Try it:
Search the entries below for the word "model" and copy every line where it appears.

(Referring expression pointing data)
......

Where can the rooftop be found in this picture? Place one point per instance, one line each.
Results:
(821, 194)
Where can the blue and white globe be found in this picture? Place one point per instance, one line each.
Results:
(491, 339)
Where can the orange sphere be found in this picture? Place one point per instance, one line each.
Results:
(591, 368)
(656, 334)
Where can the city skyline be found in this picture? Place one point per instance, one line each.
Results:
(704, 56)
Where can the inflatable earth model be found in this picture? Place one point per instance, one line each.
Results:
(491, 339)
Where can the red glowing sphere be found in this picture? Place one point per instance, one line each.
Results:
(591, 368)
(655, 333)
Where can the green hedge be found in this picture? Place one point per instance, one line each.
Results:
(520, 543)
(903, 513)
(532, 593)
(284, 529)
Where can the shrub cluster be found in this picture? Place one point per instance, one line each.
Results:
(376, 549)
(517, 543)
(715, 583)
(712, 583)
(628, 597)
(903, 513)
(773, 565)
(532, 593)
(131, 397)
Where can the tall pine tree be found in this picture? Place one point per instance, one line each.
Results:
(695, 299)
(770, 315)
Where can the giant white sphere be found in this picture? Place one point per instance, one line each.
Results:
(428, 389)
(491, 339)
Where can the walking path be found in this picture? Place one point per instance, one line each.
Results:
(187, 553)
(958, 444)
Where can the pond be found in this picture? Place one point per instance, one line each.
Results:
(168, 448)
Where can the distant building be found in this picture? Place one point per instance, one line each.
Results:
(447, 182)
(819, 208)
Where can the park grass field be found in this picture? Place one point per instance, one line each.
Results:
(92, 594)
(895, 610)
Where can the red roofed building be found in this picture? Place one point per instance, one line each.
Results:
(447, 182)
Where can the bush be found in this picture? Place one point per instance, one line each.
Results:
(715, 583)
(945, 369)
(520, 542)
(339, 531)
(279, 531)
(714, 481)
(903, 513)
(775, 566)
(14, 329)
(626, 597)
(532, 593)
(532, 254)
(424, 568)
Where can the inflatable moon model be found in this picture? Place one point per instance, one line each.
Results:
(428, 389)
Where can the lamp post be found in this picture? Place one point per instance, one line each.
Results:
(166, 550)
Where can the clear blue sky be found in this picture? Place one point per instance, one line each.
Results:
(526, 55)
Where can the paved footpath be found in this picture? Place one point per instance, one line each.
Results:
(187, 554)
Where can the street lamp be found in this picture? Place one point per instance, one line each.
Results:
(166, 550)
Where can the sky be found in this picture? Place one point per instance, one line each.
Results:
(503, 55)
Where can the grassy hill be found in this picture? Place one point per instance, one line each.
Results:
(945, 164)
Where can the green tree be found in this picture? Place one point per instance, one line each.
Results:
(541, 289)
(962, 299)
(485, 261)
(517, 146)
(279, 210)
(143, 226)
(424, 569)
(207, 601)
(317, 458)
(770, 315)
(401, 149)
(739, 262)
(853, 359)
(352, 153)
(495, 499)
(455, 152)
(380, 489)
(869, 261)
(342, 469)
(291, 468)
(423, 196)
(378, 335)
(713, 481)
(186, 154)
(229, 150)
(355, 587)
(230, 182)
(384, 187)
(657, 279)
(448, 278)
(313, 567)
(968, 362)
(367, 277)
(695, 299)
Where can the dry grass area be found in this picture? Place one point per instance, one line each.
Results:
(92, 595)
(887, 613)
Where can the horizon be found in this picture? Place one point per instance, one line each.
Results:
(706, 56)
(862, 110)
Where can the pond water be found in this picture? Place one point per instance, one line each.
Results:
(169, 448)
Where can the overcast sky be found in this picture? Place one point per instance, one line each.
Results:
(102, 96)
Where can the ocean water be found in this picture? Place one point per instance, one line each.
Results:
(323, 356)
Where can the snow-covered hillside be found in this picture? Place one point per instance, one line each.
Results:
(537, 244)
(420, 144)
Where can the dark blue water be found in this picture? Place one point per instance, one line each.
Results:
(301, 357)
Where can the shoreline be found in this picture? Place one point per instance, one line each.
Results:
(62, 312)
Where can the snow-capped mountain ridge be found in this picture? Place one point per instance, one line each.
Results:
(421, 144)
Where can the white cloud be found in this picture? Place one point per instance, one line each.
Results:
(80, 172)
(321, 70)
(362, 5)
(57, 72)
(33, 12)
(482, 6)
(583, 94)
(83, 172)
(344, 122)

......

Task answer:
Where can the inflatable earth model be found in this picture? Place one point per instance, one line each.
Where can the inflatable moon model be found in this picture? Place one point per instance, one line each.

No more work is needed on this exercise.